_WRITTEN TASKS_.
**1.** Reproduce, without alteration, the part of the discovery-scope excerpt that opens with the words containing "284 application (for" and closes with "submission not justifiable.".
**2.** Render this sentence from the discovery-scope excerpt in French: "The parties and the Court are not at that point – the issues raised by the remaining directions sought by the liquidator are more narrowly focused and specific."

_EXCERPTED PASSAGE_.
────────────────────────────────────────

The scope of the discovery sought by the applicants

[27]     Mr Sullivan, for the liquidator, submitted that the relevance of most of the documents sought in the discovery application would be to the applicants’ intended s

284 application (for replacement of the liquidator) as the documents are said to be relevant to matters such as improper purpose, ultra vires or bad faith conduct and

personal gain on the part of the liquidator.  Once the applicants failed in their belated attempt to introduce into the March hearing the issue of the liquidator’s removal, the discovery sought by the applicants was in Mr Sullivan’s submission not justifiable.

[28]     Mr Sullivan submitted that the proceeding as it remains and the orders which are sought relate to a very short time period in which the shares of Water Services were transferred out of Water Holdings to another entity associated with Mr Henderson’s interest.

[29]     I accept the broad thrust of Mr Sullivan’s submissions.

[30]     The directions sought by the liquidator in relation to the shareholding and directorship of Water Services, the validity of the liquidator’s decision to avoid the August 2011 share transaction and the liquidator’s requirement for the production of records relating to Water Holdings by their nature involve relatively specific considerations. Their determination does not call for anything approaching the broad ranging investigation into the liquidator’s motivations and good faith to which the applicants substantially relate their request for discovery.  If and when the applicants bring an application for removal of the liquidator based on bad faith or otherwise, such issues will be in play and a more broad-ranging discovery may be appropriate. The parties and the Court are not at that point – the issues raised by the remaining directions sought by the liquidator are more narrowly focused and specific.

────────────────────────────────────────

_PROVIDED MATERIAL_.
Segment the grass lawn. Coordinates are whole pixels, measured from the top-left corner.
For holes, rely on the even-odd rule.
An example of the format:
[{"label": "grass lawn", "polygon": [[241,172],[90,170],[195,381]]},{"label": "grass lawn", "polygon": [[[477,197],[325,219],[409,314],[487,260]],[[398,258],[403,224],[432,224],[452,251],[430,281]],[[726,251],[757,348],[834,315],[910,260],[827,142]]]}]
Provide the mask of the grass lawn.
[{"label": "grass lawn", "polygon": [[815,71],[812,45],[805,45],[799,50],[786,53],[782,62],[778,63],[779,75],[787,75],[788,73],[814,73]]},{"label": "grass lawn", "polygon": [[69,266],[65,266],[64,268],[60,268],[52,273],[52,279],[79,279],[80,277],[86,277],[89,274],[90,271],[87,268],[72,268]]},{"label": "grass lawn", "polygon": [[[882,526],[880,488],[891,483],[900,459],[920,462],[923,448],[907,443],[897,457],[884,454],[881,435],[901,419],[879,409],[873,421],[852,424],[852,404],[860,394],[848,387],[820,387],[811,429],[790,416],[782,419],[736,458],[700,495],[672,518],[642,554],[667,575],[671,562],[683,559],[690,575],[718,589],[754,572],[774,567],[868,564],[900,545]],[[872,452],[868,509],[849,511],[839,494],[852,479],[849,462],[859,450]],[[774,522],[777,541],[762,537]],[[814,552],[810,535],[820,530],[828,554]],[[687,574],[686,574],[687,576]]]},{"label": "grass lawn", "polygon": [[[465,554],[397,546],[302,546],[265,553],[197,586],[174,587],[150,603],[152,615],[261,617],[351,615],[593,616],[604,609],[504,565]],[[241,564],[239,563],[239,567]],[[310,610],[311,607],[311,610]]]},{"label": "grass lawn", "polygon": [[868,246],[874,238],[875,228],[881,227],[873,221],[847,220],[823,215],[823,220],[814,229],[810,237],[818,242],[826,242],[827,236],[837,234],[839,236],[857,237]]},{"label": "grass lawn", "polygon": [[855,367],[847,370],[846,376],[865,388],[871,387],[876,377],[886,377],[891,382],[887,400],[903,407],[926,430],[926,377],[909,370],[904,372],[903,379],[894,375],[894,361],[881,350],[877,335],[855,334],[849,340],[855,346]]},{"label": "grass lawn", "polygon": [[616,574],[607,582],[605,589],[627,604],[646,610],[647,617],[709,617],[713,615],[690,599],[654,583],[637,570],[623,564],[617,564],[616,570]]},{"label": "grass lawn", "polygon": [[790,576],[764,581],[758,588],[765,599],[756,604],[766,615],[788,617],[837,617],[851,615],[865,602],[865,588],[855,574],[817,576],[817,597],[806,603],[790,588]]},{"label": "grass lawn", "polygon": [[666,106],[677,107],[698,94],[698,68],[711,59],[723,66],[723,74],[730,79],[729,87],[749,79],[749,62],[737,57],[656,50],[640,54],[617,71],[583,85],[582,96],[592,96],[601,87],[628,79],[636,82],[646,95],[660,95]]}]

────────────────────────────────────────

_RESULTS BY TASK_.
**1.**
284 application (for replacement of the liquidator) as the documents are said to be relevant to matters such as improper purpose, ultra vires or bad faith conduct and

personal gain on the part of the liquidator.  Once the applicants failed in their belated attempt to introduce into the March hearing the issue of the liquidator’s removal, the discovery sought by the applicants was in Mr Sullivan’s submission not justifiable.

**2.** Les parties et la Cour n'en sont pas à ce stade – les questions soulevées par les directives restantes demandées par le liquidateur sont plus étroitement ciblées et précises.